Only the lines from the top of the data through the line containing "Spot the floating" should be duplicated, exactly as they appear.

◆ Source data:
-.-.-
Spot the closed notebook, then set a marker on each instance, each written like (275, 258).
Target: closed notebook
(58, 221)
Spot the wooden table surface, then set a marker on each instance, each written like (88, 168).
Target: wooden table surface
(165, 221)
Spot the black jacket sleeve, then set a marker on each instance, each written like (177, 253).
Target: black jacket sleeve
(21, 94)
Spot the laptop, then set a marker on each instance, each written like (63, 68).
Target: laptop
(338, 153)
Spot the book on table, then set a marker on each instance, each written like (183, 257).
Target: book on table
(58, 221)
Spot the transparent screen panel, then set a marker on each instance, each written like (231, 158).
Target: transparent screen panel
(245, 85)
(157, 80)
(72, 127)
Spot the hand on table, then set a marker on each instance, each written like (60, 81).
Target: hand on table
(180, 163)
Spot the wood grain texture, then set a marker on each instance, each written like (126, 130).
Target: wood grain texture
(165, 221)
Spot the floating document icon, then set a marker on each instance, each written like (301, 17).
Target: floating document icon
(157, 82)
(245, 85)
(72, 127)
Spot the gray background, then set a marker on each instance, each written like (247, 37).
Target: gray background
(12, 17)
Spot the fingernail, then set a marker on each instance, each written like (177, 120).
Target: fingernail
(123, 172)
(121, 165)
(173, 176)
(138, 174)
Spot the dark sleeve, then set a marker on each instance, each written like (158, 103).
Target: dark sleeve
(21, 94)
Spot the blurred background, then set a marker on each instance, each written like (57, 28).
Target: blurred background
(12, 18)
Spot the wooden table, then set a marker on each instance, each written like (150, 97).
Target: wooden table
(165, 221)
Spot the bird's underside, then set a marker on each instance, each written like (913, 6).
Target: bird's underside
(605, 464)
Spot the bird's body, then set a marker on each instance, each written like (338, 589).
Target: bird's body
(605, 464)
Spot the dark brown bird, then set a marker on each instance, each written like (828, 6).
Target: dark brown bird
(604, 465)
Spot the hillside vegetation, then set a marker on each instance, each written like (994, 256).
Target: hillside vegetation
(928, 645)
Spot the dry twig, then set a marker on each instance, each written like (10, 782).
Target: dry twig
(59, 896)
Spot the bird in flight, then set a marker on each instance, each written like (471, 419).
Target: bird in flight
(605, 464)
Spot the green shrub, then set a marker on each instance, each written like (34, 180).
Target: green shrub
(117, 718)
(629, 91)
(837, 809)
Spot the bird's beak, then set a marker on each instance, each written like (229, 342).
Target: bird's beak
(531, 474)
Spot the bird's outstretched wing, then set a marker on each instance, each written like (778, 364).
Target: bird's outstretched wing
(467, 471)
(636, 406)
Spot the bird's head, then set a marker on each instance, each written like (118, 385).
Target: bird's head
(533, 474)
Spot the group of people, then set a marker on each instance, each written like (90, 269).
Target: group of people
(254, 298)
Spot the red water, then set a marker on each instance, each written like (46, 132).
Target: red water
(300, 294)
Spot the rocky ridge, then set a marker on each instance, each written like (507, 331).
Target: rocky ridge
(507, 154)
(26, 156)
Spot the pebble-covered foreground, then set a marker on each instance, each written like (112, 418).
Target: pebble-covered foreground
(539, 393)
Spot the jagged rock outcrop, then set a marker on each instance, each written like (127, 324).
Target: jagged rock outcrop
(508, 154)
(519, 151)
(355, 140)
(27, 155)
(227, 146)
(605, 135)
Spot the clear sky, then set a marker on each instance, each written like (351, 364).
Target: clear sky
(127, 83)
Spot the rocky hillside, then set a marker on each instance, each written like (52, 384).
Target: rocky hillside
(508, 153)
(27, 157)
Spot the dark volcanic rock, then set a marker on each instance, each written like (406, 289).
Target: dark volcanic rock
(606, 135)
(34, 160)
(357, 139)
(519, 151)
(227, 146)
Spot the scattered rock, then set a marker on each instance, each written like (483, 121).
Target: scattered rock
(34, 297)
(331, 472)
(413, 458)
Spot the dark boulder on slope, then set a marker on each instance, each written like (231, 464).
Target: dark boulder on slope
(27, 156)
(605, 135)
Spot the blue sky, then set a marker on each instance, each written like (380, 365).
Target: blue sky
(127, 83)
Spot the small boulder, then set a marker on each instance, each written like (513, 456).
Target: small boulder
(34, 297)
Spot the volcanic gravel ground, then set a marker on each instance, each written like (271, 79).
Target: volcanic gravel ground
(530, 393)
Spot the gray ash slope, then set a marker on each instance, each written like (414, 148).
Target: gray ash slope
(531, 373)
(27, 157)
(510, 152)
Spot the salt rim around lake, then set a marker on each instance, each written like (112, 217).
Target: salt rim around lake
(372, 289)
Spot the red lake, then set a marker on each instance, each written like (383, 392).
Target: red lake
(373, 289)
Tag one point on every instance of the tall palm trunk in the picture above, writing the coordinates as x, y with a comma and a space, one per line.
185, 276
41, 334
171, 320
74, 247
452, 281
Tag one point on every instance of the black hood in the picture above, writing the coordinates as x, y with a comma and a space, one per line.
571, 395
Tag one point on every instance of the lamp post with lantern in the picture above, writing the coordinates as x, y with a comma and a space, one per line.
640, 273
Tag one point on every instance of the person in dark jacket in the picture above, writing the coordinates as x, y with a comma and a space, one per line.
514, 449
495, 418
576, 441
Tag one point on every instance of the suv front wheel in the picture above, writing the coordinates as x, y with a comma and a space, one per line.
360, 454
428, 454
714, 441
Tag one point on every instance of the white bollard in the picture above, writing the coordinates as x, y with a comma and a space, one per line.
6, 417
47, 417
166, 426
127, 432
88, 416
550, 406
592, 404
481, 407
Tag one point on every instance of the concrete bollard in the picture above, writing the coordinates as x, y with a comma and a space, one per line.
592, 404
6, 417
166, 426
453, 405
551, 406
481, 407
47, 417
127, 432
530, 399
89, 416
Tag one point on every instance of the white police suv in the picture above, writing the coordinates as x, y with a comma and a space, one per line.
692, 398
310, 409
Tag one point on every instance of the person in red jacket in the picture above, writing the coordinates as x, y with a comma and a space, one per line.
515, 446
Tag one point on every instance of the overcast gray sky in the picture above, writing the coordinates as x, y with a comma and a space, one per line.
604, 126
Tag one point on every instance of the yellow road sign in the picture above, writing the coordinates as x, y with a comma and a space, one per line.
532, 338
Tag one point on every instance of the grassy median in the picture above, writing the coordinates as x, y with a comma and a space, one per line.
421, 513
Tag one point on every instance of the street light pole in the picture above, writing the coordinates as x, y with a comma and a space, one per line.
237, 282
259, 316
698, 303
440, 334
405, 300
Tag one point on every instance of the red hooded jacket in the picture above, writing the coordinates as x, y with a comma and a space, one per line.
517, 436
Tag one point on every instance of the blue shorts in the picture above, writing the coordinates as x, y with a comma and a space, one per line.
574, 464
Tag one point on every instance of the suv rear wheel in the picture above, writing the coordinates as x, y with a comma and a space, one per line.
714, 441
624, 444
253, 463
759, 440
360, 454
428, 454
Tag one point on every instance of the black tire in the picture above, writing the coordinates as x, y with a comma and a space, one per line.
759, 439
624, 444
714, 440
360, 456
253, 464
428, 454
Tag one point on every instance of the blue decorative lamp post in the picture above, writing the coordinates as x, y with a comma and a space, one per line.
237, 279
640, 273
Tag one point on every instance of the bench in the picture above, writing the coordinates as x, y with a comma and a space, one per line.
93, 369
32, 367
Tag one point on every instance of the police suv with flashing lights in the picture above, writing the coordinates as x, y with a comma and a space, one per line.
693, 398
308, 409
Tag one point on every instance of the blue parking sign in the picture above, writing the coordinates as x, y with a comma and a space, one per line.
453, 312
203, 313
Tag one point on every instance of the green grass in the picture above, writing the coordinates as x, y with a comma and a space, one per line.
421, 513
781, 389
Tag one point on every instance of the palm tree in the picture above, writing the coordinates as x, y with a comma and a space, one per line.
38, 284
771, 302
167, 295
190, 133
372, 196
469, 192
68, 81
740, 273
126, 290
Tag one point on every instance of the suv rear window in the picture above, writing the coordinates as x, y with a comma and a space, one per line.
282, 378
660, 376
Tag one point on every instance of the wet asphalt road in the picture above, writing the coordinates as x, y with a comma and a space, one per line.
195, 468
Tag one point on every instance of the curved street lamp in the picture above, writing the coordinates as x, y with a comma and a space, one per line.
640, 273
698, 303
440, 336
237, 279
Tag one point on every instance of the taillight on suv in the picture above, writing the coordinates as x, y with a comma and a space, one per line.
-.-.-
◆ EXERCISE ANSWER:
Spot the closed notebook, then set a marker on each instance, each written like (275, 258).
Target: closed notebook
(58, 221)
Spot the wooden table surface, then set a marker on each instance, each written like (88, 168).
Target: wooden table surface
(165, 221)
Spot the black jacket sleeve, then set a marker on each instance, each written like (177, 253).
Target: black jacket sleeve
(21, 94)
Spot the laptop, then set a marker on each instance, each written like (63, 68).
Target: laptop
(338, 153)
Spot the book on table, then set a marker on each instance, each written like (183, 257).
Target: book on table
(58, 221)
Spot the transparent screen panel, then set a marker on each instance, each written like (231, 158).
Target: transparent screen panel
(245, 85)
(157, 80)
(72, 127)
Spot the hand on table, then set a marker on each instance, each written like (60, 81).
Target: hand on table
(180, 163)
Spot the wood grain texture, then set a marker on each instance, each written like (126, 130).
Target: wood grain texture
(165, 221)
Spot the floating document icon, then set a marker on each instance, each written like (301, 17).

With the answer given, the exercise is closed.